[Excerpts of location labeling data]
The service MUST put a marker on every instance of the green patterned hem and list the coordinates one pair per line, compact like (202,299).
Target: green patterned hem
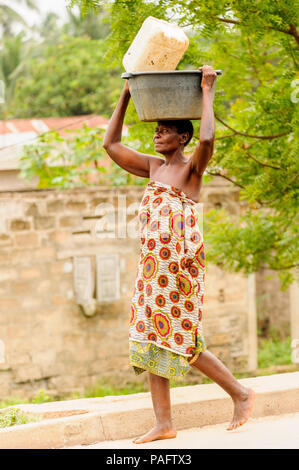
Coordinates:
(159,361)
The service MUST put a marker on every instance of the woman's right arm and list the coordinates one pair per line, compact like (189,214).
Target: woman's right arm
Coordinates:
(130,160)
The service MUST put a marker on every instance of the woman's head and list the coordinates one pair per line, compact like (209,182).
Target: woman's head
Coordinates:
(173,133)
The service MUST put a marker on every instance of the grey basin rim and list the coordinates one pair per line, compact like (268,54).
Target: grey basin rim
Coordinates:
(164,72)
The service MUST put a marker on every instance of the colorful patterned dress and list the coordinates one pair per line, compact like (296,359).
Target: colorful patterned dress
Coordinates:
(165,334)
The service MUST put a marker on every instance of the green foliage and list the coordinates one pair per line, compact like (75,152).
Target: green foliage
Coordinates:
(69,78)
(15,416)
(272,351)
(255,44)
(77,160)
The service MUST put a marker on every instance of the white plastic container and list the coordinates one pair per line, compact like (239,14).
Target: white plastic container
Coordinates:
(158,45)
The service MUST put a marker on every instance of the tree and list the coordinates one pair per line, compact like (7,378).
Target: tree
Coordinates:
(256,44)
(91,25)
(73,161)
(68,79)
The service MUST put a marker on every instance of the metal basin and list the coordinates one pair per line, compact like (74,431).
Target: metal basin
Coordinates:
(167,95)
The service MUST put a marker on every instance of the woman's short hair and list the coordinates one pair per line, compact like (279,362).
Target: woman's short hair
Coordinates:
(181,126)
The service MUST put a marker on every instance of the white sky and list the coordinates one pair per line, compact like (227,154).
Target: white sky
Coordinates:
(57,6)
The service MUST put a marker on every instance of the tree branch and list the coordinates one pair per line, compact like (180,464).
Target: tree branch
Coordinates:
(261,163)
(262,137)
(292,31)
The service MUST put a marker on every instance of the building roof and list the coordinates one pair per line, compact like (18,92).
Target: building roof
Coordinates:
(15,133)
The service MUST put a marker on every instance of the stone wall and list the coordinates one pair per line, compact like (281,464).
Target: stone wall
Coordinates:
(47,339)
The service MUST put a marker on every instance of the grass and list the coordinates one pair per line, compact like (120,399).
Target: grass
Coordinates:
(15,416)
(274,352)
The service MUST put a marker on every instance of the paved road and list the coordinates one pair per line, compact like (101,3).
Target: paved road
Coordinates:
(272,432)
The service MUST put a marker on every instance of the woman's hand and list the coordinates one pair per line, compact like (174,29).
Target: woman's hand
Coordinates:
(208,77)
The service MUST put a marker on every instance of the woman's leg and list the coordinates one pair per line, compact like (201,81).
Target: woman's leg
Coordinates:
(161,402)
(243,397)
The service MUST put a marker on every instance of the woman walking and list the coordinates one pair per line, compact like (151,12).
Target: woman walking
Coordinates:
(166,336)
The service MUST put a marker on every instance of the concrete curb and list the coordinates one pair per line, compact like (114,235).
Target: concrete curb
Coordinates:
(87,421)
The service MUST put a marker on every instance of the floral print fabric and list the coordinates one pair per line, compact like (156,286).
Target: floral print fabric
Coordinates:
(166,308)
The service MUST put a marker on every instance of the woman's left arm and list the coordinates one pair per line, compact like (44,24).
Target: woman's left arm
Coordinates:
(205,147)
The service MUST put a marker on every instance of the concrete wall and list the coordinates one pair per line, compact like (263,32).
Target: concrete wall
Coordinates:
(47,340)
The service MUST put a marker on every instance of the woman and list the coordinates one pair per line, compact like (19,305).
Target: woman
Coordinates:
(165,328)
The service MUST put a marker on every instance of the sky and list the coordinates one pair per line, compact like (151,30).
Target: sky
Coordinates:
(58,6)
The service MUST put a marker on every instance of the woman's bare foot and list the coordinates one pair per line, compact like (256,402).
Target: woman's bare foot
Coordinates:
(156,433)
(243,407)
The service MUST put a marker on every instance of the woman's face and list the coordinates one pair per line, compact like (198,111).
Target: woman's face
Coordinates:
(166,138)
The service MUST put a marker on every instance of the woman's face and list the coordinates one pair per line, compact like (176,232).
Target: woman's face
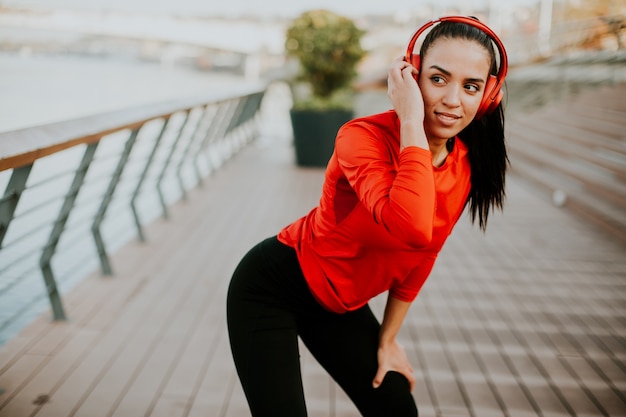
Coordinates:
(452,78)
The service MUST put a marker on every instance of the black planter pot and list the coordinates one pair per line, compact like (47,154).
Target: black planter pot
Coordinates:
(314,134)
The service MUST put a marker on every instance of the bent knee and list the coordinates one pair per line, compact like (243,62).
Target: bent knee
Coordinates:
(395,397)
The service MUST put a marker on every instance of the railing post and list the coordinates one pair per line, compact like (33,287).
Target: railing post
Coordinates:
(218,116)
(106,200)
(167,163)
(12,194)
(192,139)
(49,249)
(140,233)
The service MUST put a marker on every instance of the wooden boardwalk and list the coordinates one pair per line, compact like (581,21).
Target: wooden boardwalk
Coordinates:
(527,320)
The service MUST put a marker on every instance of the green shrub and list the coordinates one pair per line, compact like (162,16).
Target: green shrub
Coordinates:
(328,48)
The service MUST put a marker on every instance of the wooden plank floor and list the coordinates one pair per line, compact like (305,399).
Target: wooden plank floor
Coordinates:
(526,320)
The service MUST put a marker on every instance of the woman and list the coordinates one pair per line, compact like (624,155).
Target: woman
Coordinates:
(394,188)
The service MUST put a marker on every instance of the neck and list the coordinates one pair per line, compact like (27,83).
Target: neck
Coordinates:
(438,150)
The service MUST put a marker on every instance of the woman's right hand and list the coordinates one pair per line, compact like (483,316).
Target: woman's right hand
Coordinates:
(407,101)
(404,92)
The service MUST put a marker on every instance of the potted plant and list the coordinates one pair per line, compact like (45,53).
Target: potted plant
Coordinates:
(328,48)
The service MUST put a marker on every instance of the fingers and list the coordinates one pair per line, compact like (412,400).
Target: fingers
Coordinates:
(407,373)
(378,379)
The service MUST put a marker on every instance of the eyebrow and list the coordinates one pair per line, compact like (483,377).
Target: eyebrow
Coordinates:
(446,72)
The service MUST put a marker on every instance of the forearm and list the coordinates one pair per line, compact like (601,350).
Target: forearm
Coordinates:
(412,134)
(395,312)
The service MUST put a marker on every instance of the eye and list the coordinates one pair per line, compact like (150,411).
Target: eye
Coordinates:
(472,88)
(437,79)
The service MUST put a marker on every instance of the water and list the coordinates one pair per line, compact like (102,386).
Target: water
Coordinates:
(35,90)
(38,89)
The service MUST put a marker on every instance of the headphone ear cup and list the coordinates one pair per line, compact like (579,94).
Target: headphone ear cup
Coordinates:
(488,105)
(416,61)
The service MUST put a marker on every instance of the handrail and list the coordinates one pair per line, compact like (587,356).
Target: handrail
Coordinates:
(156,151)
(24,146)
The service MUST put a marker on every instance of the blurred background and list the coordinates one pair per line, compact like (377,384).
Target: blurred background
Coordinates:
(62,59)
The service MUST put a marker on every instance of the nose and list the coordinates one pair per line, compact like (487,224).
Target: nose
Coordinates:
(452,95)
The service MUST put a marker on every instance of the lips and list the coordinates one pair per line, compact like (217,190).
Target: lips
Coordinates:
(447,118)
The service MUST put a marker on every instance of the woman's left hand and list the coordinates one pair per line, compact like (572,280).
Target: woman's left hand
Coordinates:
(392,357)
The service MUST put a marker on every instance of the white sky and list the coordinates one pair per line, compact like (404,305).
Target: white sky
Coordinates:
(260,7)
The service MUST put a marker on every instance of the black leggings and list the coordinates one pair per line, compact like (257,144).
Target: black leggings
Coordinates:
(269,306)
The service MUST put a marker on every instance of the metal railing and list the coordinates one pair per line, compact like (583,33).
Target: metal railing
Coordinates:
(77,190)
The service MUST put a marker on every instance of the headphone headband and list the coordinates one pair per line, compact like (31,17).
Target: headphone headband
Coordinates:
(503,66)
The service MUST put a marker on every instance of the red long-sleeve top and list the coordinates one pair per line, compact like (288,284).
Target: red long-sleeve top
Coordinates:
(383,216)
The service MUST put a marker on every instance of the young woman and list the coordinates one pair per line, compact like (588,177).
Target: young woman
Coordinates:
(394,188)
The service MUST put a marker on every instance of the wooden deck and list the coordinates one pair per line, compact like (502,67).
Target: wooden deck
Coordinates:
(526,320)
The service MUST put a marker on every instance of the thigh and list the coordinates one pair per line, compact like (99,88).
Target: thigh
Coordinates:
(264,341)
(346,345)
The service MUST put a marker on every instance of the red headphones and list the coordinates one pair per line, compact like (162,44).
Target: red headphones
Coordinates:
(493,88)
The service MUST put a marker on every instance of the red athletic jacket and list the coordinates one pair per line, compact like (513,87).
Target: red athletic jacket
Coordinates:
(383,216)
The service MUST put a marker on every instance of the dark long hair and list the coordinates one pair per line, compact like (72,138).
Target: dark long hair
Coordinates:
(484,137)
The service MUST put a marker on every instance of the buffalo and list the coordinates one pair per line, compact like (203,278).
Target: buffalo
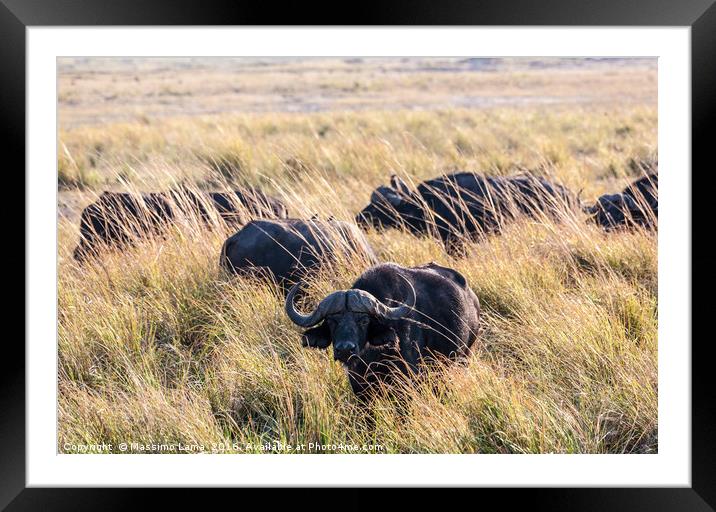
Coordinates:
(117,219)
(636,205)
(463,206)
(391,320)
(285,250)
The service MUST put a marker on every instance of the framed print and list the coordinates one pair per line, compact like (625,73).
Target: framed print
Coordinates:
(424,250)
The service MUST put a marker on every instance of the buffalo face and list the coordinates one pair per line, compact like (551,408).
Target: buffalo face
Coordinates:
(349,319)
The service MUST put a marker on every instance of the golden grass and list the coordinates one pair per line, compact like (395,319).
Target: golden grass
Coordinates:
(157,345)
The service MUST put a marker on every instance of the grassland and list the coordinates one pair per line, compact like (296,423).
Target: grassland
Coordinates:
(157,345)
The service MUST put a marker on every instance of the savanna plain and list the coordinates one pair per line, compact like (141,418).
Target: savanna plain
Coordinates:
(158,346)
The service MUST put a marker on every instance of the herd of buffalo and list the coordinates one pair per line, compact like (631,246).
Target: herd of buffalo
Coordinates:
(392,318)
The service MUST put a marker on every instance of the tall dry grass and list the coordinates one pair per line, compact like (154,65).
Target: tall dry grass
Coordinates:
(158,345)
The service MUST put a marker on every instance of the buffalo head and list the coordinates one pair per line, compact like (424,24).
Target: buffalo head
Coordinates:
(351,319)
(388,205)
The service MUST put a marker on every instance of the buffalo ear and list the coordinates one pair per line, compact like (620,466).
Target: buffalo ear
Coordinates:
(316,337)
(398,184)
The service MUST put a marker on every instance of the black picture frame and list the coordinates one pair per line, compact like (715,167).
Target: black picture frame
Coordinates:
(700,15)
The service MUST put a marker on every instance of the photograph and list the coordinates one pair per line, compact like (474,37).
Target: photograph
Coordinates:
(357,255)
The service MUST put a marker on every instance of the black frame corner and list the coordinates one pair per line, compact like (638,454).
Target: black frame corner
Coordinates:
(700,15)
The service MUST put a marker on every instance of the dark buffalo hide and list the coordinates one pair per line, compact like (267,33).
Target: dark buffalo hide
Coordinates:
(117,219)
(285,250)
(636,205)
(464,206)
(392,319)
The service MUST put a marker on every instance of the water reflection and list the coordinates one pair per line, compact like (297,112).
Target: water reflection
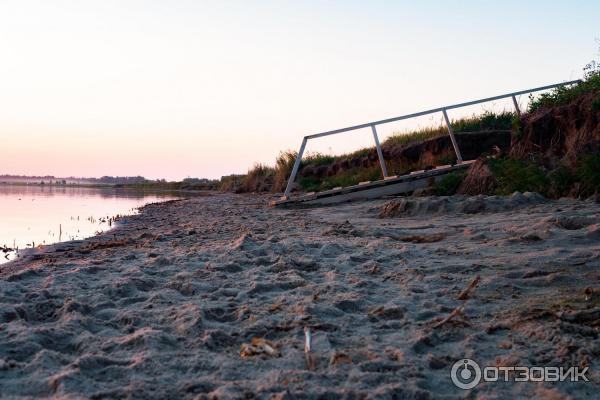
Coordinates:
(31,216)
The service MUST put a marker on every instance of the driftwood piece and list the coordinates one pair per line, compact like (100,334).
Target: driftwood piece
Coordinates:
(464,295)
(310,361)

» **JOB**:
Please leave out the pictures while you copy exactly the lines from the one containing "compact like (267,33)." through the end of the records.

» **EXPECTED ANSWER**:
The service MUST put a marker on every instance of the dark buffalo hide and list the coordinates one pair per line, compact like (267,33).
Target: dark buffalo hide
Coordinates:
(117,219)
(285,250)
(636,205)
(464,206)
(392,319)
The service MUST put a marker on every instance of the water reflection and list the coordinates one pair per line, compact like (297,112).
Target: water reflection
Coordinates:
(31,216)
The service MUST put a marker on every instance of the driftwood piece and list the coordinates one pair per line, compact like (100,334).
Target: driftwood piece
Coordinates:
(464,295)
(310,361)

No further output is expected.